Please transcribe every one of the records below line for line, keeping each character unchanged.
[start EXERCISE INPUTS]
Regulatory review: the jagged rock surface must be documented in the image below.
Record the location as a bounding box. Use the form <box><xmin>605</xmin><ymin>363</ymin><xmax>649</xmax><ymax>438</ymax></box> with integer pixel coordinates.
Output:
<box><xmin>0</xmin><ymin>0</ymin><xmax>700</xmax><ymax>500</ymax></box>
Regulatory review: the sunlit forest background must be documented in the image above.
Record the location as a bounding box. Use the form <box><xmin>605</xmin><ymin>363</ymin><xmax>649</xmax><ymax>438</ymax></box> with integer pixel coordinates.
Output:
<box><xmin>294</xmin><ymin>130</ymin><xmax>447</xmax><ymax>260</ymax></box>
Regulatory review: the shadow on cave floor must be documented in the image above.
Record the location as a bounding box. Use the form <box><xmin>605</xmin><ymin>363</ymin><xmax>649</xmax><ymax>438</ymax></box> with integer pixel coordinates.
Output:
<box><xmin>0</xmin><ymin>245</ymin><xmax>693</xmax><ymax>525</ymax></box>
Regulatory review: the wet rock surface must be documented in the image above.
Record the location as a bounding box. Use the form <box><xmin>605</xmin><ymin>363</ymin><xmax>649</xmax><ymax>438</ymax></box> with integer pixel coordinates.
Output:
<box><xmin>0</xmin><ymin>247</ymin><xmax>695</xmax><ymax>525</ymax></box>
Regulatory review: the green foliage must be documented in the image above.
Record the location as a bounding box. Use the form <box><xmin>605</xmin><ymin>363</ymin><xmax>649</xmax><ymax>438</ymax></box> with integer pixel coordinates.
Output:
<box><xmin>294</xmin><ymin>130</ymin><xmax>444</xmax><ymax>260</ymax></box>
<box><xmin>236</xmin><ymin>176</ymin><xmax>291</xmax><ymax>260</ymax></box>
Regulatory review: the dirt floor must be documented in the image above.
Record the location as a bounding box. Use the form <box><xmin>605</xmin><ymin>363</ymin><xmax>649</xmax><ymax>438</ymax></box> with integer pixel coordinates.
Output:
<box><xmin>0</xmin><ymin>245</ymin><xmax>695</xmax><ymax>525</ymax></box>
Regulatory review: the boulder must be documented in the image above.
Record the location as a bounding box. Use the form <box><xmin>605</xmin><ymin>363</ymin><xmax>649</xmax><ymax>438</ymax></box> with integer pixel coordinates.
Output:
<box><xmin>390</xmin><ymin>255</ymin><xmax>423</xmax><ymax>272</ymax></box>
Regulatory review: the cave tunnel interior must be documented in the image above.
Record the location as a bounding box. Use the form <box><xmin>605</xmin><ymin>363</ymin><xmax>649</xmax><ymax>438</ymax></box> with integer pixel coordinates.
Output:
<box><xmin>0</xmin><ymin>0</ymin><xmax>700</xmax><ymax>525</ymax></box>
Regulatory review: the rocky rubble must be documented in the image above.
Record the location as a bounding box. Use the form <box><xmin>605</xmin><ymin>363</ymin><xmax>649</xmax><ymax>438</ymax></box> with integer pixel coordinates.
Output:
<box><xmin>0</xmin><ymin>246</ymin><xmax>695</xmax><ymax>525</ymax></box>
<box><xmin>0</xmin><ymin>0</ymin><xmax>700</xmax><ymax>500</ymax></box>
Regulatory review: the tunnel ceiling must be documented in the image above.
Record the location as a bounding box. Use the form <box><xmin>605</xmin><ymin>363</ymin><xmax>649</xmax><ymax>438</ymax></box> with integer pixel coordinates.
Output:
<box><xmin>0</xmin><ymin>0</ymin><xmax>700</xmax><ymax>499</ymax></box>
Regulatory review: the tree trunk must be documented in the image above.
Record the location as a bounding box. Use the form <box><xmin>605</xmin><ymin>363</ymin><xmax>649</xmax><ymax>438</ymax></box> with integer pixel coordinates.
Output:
[end EXERCISE INPUTS]
**PROBLEM SOLUTION:**
Regulatory review: the jagged rock surface must be documented in the image below.
Record the location as a bounding box. Use the form <box><xmin>605</xmin><ymin>363</ymin><xmax>649</xmax><ymax>438</ymax></box> with integer pixel coordinates.
Output:
<box><xmin>0</xmin><ymin>0</ymin><xmax>700</xmax><ymax>500</ymax></box>
Regulatory review: the sunlit forest background must be documented in the image above.
Record the location as a bounding box. Use the form <box><xmin>605</xmin><ymin>363</ymin><xmax>649</xmax><ymax>438</ymax></box> with integer pixel coordinates.
Output:
<box><xmin>294</xmin><ymin>130</ymin><xmax>447</xmax><ymax>260</ymax></box>
Regulatory review: the shadow on cave floor must be documented in the image above.
Record the location as a bounding box. Use the form <box><xmin>605</xmin><ymin>363</ymin><xmax>649</xmax><ymax>438</ymax></box> with integer pixel coordinates.
Output:
<box><xmin>0</xmin><ymin>245</ymin><xmax>693</xmax><ymax>525</ymax></box>
Regulatory review: the wet rock surface must be documented in the image above.
Record the location as a bounding box. Use the form <box><xmin>605</xmin><ymin>363</ymin><xmax>649</xmax><ymax>438</ymax></box> with integer pixel coordinates.
Output:
<box><xmin>0</xmin><ymin>247</ymin><xmax>695</xmax><ymax>525</ymax></box>
Regulatory review: the green foliage must be documented in the image above.
Record the location as a bounding box. Use the form <box><xmin>605</xmin><ymin>363</ymin><xmax>649</xmax><ymax>438</ymax></box> with integer pixel coordinates.
Output:
<box><xmin>294</xmin><ymin>130</ymin><xmax>444</xmax><ymax>260</ymax></box>
<box><xmin>236</xmin><ymin>176</ymin><xmax>291</xmax><ymax>260</ymax></box>
Regulatory review: the dirt floor must be documented in the image above.
Record the location as a bounding box. Use the form <box><xmin>605</xmin><ymin>363</ymin><xmax>649</xmax><ymax>438</ymax></box> with integer pixel coordinates.
Output:
<box><xmin>0</xmin><ymin>245</ymin><xmax>695</xmax><ymax>525</ymax></box>
Regulatory review: the boulder must be documented in the image above.
Record the location as a bounding box. Use the form <box><xmin>605</xmin><ymin>363</ymin><xmax>649</xmax><ymax>438</ymax></box> with integer pixel coordinates.
Output:
<box><xmin>390</xmin><ymin>255</ymin><xmax>423</xmax><ymax>272</ymax></box>
Regulatory review: the cave tunnel interior must be documented in the image above.
Record the location as a bounding box. Use the form <box><xmin>605</xmin><ymin>363</ymin><xmax>649</xmax><ymax>438</ymax></box> with integer pixel coordinates.
Output:
<box><xmin>0</xmin><ymin>0</ymin><xmax>700</xmax><ymax>525</ymax></box>
Regulatory review: the rocky rubble must be documented in the image above.
Record the location as a bounding box. Use the form <box><xmin>605</xmin><ymin>363</ymin><xmax>649</xmax><ymax>438</ymax></box> with integer pixel coordinates.
Output:
<box><xmin>0</xmin><ymin>246</ymin><xmax>695</xmax><ymax>525</ymax></box>
<box><xmin>0</xmin><ymin>0</ymin><xmax>700</xmax><ymax>500</ymax></box>
Regulatory review: the tunnel ceiling must be documented in the image above.
Record the location as a bounding box. Use the form <box><xmin>605</xmin><ymin>363</ymin><xmax>649</xmax><ymax>438</ymax></box> with integer pixel coordinates.
Output:
<box><xmin>0</xmin><ymin>0</ymin><xmax>700</xmax><ymax>499</ymax></box>
Regulatory review: the tree trunk must be documented in the image above.
Record the location as a bounding box. Use the form <box><xmin>605</xmin><ymin>363</ymin><xmax>649</xmax><ymax>438</ymax></box> with integer pixel coordinates.
Output:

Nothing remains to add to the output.